::: Textauszug :::
Johannisbeeren Pferde TCM Traditionelle Chinesische Medizin

Johannisbeeren für Pferde

Wenn ich an Johannisbeeren denke, dann zieht sich mein Mund zusammen als würde ich an eine Zitrone denken. Im rohen Zustand mag ich die sauren kleinen Beeren gar nicht gerne, als Marmelade und Gelee dafür umso mehr. Unsere Pferde profitieren hingegen von den kleinen Früchtchen. Wie genau, dass erkläre ich Euch jetzt:

In der Traditionellen Chinesischen Medizin haben grundsätzlich alle Beeren eine stärkende Wirkung auf das Blut, da sie viel Eisen enthalten. Das gilt für Johannisbeeren, aber auch für Brombeeren, Himbeeren, Erdbeeren… Allerdings ist ein Eisenmangel bei einem Pferd sehr selten. Er tritt allenfalls nach Erkrankungen oder Verletzungen auf.

Aber natürlich hat die Johannisbeere noch andere wichtige Eigenschaften, die das Wohlbefinden des Pferdes stärken:

Johannisbeeren enthalten viel Vitamin C. Während junge Pferde genügend Vitamin C aus dem täglichen Futter aufnehmen, kann der Bedarf bei Senioren individuell steigen und kann somit zugefüttert werden. Durch den hohen Gehalt an Vitamin C stärken die kleinen Beeren die Abwehrkraft, in der TCM Wei Qi genannt.
::: Untersuchte Daten :::
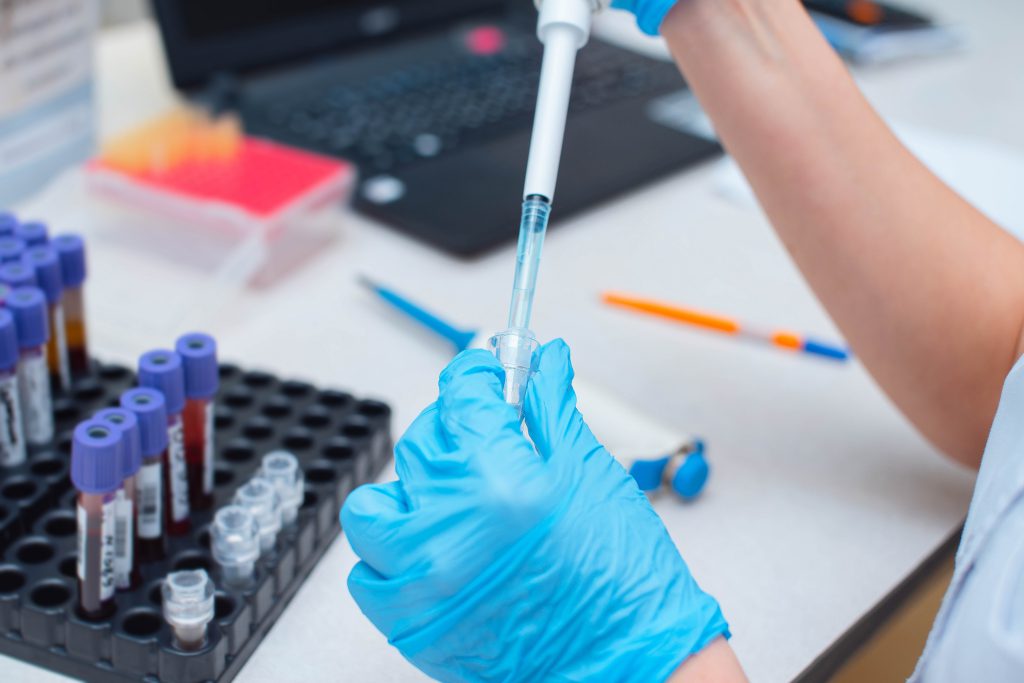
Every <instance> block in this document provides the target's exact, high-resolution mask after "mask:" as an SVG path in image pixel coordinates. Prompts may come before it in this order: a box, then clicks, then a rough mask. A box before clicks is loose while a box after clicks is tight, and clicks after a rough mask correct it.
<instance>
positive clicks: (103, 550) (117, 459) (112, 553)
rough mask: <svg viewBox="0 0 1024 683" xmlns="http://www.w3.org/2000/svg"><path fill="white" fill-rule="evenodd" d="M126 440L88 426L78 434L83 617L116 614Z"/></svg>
mask: <svg viewBox="0 0 1024 683" xmlns="http://www.w3.org/2000/svg"><path fill="white" fill-rule="evenodd" d="M120 443H121V434H120V433H119V432H118V430H117V429H115V428H114V427H112V426H111V425H109V424H106V423H104V422H99V421H98V420H89V421H87V422H83V423H81V424H80V425H79V426H78V427H76V428H75V435H74V439H73V441H72V454H71V478H72V482H73V483H74V484H75V488H77V489H78V596H79V607H80V608H81V611H82V614H83V616H85V617H86V618H92V620H101V618H108V617H110V616H111V615H112V614H113V613H114V589H115V583H114V518H115V514H116V512H115V508H116V506H117V490H118V486H119V485H120V483H121V481H120V479H119V478H118V450H119V449H120Z"/></svg>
:::
Übersetze bitte diesen Satz aus dem Text über Johannisbeeren für Pferde ins Englische: „Allerdings ist ein Eisenmangel bei einem Pferd sehr selten.“

However, iron deficiency in a horse is very rare.